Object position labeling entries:
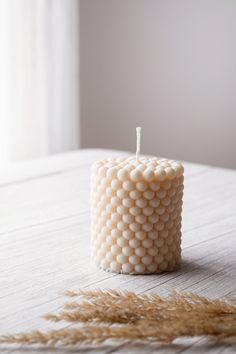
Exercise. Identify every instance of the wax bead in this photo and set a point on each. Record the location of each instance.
(128, 234)
(147, 243)
(140, 251)
(134, 243)
(140, 235)
(134, 227)
(135, 211)
(134, 259)
(128, 186)
(149, 194)
(115, 266)
(123, 174)
(127, 202)
(121, 193)
(128, 218)
(147, 259)
(148, 174)
(136, 175)
(147, 227)
(121, 258)
(140, 268)
(141, 186)
(127, 251)
(127, 268)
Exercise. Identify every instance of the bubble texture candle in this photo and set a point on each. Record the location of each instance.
(136, 206)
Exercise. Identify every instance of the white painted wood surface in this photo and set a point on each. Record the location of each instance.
(44, 246)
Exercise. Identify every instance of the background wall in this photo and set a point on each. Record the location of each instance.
(169, 66)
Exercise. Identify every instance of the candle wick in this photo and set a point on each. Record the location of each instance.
(138, 131)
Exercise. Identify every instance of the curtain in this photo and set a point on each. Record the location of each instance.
(39, 78)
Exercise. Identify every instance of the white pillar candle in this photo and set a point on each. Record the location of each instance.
(136, 205)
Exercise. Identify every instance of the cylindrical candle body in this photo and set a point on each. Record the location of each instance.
(136, 214)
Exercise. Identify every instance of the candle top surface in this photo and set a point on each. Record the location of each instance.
(145, 167)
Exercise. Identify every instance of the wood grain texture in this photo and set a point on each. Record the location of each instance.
(44, 246)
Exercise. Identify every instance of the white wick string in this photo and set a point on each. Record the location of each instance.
(138, 131)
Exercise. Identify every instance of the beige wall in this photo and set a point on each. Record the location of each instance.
(169, 66)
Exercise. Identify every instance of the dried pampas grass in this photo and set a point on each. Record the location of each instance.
(127, 316)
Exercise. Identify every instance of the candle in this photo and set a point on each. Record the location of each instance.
(136, 205)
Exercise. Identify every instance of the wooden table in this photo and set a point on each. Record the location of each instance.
(44, 245)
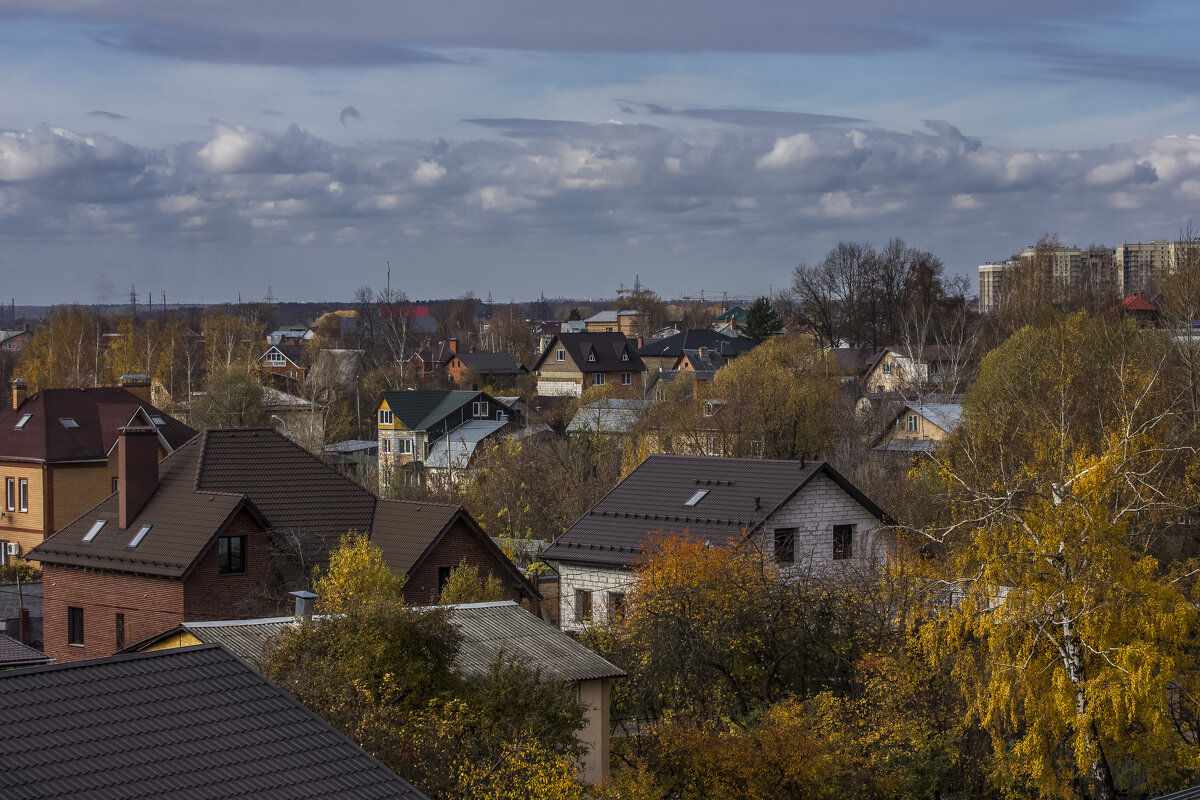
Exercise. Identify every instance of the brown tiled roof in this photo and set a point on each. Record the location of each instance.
(606, 348)
(100, 413)
(652, 499)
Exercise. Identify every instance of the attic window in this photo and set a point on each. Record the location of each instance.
(137, 537)
(91, 531)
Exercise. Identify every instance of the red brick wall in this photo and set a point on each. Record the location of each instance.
(459, 543)
(150, 606)
(210, 595)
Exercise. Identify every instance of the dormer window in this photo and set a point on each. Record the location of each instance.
(137, 537)
(91, 531)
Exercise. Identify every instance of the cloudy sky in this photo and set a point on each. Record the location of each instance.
(215, 148)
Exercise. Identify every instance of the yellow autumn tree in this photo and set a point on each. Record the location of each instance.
(1067, 632)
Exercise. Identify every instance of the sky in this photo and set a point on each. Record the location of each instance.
(215, 149)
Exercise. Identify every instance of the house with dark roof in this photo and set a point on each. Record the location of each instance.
(58, 453)
(220, 528)
(802, 515)
(490, 632)
(436, 429)
(664, 354)
(197, 722)
(573, 362)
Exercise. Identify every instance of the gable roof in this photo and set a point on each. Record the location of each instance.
(606, 347)
(193, 722)
(16, 654)
(694, 338)
(653, 497)
(100, 414)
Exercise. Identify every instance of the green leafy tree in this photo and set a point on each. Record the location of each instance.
(762, 322)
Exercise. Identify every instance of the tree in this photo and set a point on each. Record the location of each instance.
(1069, 637)
(466, 585)
(233, 400)
(762, 322)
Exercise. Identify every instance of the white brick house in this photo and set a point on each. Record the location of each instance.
(802, 515)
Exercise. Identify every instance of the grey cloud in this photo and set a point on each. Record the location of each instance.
(363, 31)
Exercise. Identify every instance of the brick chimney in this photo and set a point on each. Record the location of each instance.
(137, 470)
(138, 386)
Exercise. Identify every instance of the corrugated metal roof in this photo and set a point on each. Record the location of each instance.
(185, 723)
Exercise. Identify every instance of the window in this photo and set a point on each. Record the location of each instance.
(785, 545)
(75, 625)
(232, 555)
(616, 606)
(843, 541)
(582, 606)
(137, 537)
(91, 531)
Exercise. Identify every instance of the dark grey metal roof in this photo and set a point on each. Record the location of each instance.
(186, 723)
(491, 629)
(15, 654)
(739, 494)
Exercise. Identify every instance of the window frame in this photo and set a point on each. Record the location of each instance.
(785, 545)
(75, 626)
(843, 542)
(226, 561)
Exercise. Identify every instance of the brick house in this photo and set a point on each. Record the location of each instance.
(802, 515)
(573, 362)
(58, 452)
(219, 529)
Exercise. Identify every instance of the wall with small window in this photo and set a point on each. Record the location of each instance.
(821, 525)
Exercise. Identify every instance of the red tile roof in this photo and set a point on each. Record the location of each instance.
(100, 413)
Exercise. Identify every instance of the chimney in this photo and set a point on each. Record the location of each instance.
(304, 605)
(138, 386)
(137, 470)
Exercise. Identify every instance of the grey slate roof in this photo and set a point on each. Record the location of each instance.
(190, 723)
(15, 654)
(652, 499)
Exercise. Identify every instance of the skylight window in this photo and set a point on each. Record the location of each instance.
(91, 531)
(137, 537)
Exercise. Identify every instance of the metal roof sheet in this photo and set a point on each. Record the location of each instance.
(185, 723)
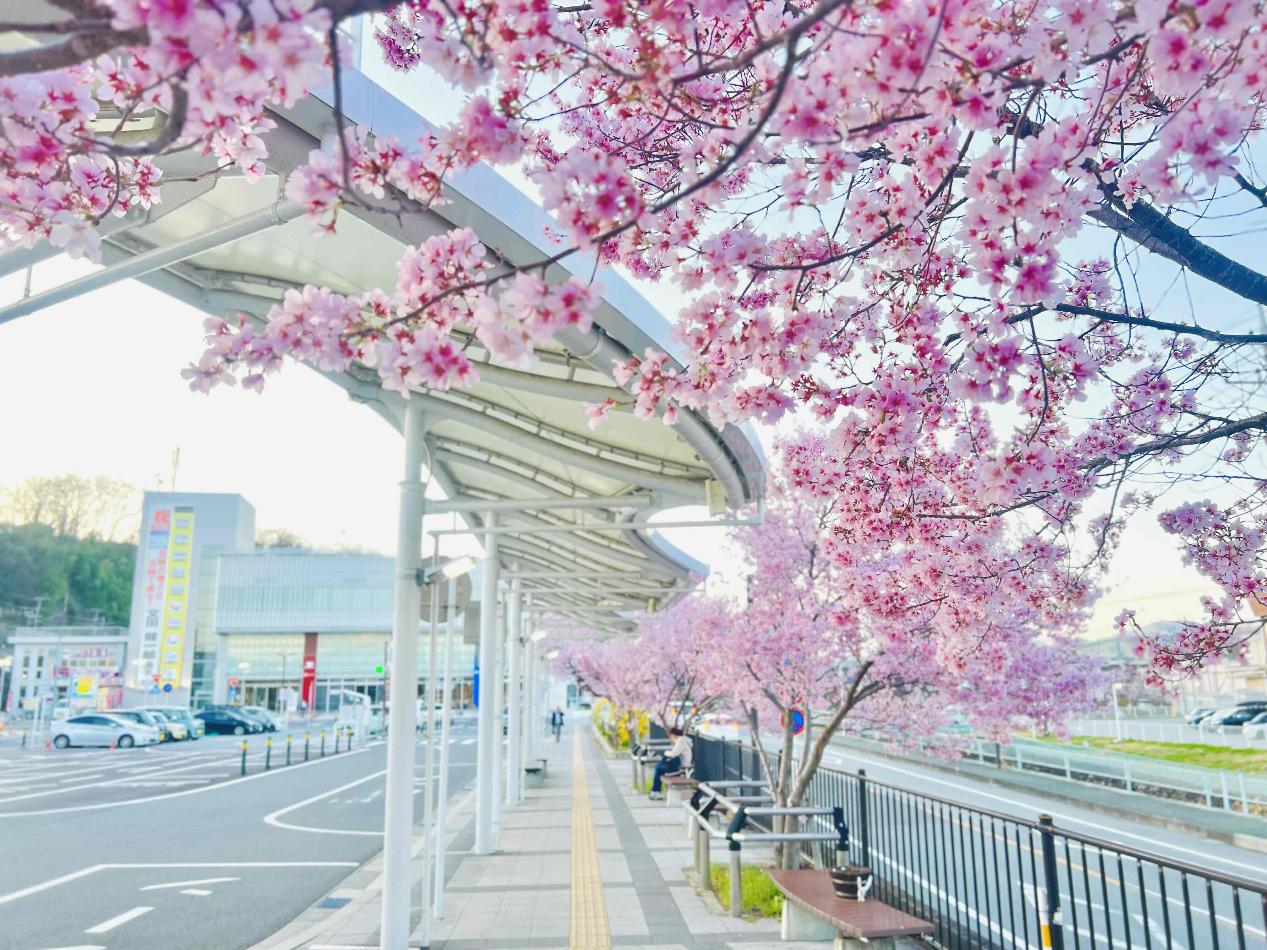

▶ **DIRECTIONS FOR THIS TASK**
Count the lines in the entries above that contain the string "wick", and reply with only the number.

▶ **EXERCISE OUTPUT**
2